Exercise details
In the data below, find the line with "Reviewer note: see that each instance of the patterned" and output it along with every later line, exactly, but not the pictures.

───── Data provided ─────

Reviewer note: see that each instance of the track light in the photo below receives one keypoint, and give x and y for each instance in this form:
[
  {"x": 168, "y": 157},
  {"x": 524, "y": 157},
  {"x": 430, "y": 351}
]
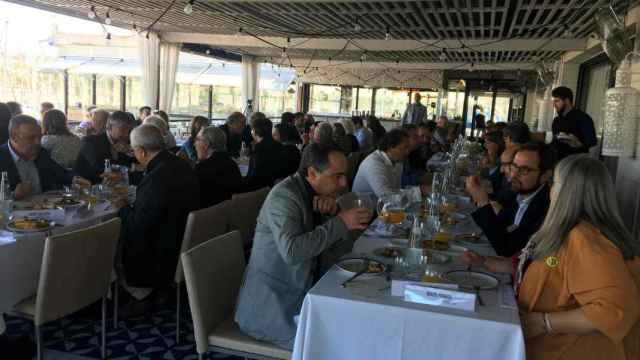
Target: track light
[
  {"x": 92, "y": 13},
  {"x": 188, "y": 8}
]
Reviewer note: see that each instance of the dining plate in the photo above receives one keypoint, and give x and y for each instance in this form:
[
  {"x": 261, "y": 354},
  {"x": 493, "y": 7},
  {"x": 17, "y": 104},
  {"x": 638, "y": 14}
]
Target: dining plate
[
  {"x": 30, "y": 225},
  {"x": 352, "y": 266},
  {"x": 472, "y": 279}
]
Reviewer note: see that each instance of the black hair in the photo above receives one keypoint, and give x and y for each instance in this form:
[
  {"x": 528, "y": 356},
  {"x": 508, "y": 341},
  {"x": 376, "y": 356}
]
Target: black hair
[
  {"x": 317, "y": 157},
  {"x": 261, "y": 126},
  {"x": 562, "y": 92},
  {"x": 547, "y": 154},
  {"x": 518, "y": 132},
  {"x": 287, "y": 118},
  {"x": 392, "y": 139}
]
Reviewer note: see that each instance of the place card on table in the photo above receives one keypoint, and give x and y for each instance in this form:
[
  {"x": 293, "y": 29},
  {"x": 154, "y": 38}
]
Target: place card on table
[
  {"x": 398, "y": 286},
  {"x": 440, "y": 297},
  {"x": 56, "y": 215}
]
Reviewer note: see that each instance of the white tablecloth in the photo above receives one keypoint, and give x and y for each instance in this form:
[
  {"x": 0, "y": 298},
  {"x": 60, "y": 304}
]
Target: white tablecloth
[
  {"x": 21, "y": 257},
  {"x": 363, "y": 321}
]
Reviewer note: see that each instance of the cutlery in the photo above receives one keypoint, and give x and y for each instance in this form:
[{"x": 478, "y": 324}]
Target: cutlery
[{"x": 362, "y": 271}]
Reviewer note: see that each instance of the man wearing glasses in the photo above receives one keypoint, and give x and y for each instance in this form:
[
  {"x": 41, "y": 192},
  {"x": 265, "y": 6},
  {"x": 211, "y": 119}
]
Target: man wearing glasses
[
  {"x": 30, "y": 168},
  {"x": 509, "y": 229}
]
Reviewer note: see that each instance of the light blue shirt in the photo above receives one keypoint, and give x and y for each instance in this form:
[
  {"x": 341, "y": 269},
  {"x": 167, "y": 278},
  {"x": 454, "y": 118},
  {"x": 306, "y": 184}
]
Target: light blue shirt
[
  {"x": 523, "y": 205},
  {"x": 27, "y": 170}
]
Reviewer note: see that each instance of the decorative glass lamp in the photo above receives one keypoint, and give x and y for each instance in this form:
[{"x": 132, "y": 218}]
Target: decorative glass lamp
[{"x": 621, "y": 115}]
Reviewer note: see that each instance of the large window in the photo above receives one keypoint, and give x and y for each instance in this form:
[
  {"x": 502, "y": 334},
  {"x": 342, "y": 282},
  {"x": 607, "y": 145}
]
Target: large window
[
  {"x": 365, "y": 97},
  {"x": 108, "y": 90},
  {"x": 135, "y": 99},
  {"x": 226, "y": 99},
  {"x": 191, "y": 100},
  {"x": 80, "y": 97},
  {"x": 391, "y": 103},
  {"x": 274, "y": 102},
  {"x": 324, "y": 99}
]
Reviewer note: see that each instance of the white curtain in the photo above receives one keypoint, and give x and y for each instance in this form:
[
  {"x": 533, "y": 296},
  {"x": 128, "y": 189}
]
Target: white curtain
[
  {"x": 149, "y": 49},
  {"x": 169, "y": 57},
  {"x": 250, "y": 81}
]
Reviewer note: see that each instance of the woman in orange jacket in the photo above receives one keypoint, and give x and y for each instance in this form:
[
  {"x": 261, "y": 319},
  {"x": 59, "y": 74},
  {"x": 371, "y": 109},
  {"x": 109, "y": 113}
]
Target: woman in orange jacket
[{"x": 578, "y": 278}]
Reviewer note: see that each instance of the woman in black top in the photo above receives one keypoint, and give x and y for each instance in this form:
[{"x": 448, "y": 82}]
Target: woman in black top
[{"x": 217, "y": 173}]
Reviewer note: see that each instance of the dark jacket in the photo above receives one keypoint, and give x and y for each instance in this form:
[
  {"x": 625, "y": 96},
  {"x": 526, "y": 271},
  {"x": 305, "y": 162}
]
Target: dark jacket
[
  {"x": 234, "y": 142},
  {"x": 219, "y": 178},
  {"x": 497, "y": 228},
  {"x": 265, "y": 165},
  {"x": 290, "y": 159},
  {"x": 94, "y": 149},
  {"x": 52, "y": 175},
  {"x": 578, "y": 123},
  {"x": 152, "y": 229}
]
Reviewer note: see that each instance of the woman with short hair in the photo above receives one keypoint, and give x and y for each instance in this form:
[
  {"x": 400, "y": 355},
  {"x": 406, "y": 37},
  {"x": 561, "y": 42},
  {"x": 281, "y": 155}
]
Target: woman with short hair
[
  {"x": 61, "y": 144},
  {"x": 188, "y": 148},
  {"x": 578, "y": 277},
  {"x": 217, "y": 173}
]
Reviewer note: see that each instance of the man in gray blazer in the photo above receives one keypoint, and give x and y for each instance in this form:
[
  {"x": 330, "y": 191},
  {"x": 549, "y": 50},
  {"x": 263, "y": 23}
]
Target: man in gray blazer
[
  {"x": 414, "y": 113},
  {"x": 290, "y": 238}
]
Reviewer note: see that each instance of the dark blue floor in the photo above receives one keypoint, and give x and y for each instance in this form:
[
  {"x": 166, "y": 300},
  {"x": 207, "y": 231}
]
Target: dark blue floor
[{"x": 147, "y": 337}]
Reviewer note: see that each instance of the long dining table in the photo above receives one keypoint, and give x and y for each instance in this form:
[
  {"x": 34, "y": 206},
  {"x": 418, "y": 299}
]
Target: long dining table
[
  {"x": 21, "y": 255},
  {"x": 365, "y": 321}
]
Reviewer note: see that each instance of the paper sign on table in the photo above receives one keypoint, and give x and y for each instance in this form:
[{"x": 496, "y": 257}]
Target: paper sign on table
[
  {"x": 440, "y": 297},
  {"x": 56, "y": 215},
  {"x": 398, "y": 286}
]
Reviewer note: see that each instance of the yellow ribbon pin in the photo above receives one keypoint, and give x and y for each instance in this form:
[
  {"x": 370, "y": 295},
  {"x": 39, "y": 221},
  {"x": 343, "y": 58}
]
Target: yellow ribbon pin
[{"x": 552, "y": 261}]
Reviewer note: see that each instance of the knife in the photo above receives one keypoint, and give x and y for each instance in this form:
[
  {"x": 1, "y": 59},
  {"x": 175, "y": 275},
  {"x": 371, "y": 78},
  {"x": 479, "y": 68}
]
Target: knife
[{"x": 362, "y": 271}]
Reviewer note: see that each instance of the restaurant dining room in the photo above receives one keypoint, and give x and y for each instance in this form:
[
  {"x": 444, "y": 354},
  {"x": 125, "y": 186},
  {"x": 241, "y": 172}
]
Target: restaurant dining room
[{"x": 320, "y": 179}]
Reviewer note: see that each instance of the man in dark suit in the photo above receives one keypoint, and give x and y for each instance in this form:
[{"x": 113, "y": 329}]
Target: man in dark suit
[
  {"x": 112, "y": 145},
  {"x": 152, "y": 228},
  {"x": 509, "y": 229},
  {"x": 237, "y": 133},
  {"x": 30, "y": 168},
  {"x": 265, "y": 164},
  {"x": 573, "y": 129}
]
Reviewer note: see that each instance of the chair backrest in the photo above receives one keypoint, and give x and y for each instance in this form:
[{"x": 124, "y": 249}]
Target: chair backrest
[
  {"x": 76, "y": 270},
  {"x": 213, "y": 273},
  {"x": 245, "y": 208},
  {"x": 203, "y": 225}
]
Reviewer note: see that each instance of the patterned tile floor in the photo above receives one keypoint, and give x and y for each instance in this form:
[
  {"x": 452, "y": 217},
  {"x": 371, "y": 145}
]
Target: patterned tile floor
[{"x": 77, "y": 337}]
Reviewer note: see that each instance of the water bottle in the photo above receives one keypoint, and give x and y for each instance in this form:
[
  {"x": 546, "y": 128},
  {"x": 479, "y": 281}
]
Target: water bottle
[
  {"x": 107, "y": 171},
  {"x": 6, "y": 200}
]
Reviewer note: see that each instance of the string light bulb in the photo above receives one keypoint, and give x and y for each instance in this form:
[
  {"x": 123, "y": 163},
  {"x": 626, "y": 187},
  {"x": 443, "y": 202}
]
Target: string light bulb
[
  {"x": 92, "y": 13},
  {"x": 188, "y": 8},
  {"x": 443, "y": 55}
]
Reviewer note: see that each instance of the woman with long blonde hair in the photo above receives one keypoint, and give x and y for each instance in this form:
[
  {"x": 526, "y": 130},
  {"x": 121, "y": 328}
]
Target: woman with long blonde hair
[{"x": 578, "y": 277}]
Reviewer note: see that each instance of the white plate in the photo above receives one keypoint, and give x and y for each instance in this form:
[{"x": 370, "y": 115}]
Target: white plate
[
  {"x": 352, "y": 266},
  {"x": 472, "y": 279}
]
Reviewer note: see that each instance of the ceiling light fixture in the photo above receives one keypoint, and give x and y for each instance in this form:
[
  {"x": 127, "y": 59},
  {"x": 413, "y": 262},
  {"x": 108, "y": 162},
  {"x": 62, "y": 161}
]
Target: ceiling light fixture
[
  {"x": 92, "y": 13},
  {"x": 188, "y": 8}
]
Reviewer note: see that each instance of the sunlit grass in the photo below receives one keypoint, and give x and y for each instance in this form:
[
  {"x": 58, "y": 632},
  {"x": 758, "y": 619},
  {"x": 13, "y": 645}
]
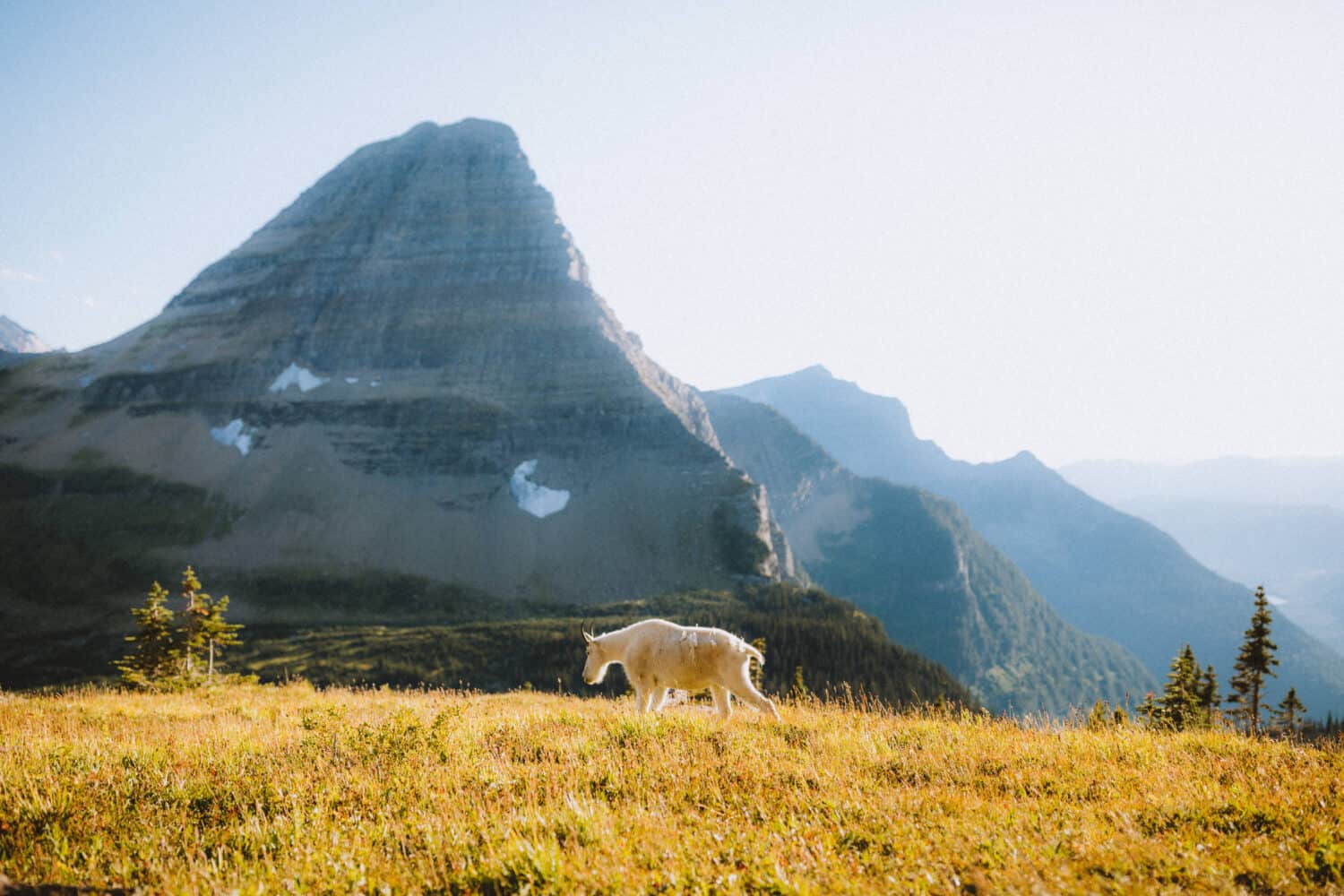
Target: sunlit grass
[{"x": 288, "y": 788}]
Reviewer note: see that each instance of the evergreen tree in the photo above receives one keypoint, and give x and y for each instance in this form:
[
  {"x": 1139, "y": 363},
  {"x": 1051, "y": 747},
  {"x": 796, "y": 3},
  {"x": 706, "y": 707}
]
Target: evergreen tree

─────

Task answer
Reviewer note: see that each instance of the patterned tile floor in the photo above receives one keypoint, and give x and y for each instance in this form:
[
  {"x": 452, "y": 217},
  {"x": 371, "y": 145}
]
Target: patterned tile floor
[{"x": 77, "y": 337}]
Reviewer note: see that each instance of the water bottle in the photo above receives one keypoint, and give x and y for each instance in this form:
[
  {"x": 546, "y": 128},
  {"x": 479, "y": 281}
]
Target: water bottle
[
  {"x": 107, "y": 171},
  {"x": 6, "y": 200}
]
Reviewer note: see that each instance of the string light bulb in the photo above receives one keypoint, and give x and y for each instance in this form:
[
  {"x": 123, "y": 163},
  {"x": 626, "y": 187},
  {"x": 443, "y": 202}
]
Target: string light bulb
[
  {"x": 92, "y": 13},
  {"x": 188, "y": 8},
  {"x": 443, "y": 55}
]
Reviewer note: see that each instance of the woman with long blonde hair in the photo above receives one keypoint, and give x and y for each instance in this form:
[
  {"x": 526, "y": 130},
  {"x": 121, "y": 328}
]
Target: woman with long blonde hair
[{"x": 578, "y": 277}]
Reviewer note: see that each instance of the white plate in the photo above receives one keypoint, and give x and y for each instance in this form:
[{"x": 370, "y": 115}]
Target: white plate
[
  {"x": 352, "y": 266},
  {"x": 472, "y": 279}
]
Reviewer note: see that each instance of the ceiling light fixture in the photo above receives one keypoint, and give x and y for each instance in this form:
[
  {"x": 127, "y": 59},
  {"x": 413, "y": 262},
  {"x": 108, "y": 162},
  {"x": 62, "y": 161}
]
Target: ceiling light fixture
[
  {"x": 92, "y": 13},
  {"x": 188, "y": 8}
]
Reviewer note: see that each instance of the sunlit grass in the photo below receives one keypoint, and give x and y for each instance in this form:
[
  {"x": 58, "y": 632},
  {"x": 758, "y": 619},
  {"x": 13, "y": 645}
]
Target: sunlit grass
[{"x": 288, "y": 788}]
Reviewer note: see that each instance of the evergreen tree in the photo above receives one keypoint, and give x and y for each instance in this form:
[
  {"x": 1139, "y": 363},
  {"x": 1051, "y": 747},
  {"x": 796, "y": 3},
  {"x": 706, "y": 707}
]
Target: evergreen tree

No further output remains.